#### Exercise goal
When you copy the material below, keep every line exact and leave each picture out.

#### Supplied entries
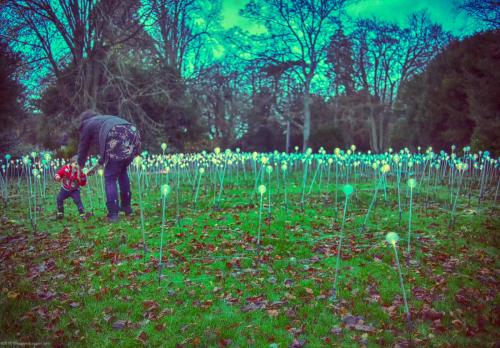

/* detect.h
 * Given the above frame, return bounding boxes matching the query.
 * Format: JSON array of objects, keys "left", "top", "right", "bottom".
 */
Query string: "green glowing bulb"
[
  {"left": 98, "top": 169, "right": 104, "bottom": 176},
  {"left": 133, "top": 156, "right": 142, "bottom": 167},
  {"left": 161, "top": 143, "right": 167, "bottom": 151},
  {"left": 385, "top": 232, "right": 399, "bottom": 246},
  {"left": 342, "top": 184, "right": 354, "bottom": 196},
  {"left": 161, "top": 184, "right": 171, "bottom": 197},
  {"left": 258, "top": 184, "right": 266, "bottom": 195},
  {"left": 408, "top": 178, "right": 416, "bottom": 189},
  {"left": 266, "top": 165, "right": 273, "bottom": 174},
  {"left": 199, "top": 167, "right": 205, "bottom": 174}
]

#### Output for this task
/* detect.h
 * Given the above frame, return bounding boxes matching the query.
 * Format: JSON array of objects, keys "left", "top", "right", "bottom".
 */
Query string: "green glowing bulb"
[
  {"left": 98, "top": 169, "right": 104, "bottom": 176},
  {"left": 133, "top": 156, "right": 142, "bottom": 167},
  {"left": 161, "top": 143, "right": 167, "bottom": 151},
  {"left": 385, "top": 232, "right": 399, "bottom": 246},
  {"left": 342, "top": 184, "right": 354, "bottom": 196},
  {"left": 161, "top": 184, "right": 171, "bottom": 197},
  {"left": 258, "top": 184, "right": 266, "bottom": 195},
  {"left": 408, "top": 178, "right": 416, "bottom": 189},
  {"left": 266, "top": 165, "right": 273, "bottom": 174},
  {"left": 199, "top": 167, "right": 205, "bottom": 174}
]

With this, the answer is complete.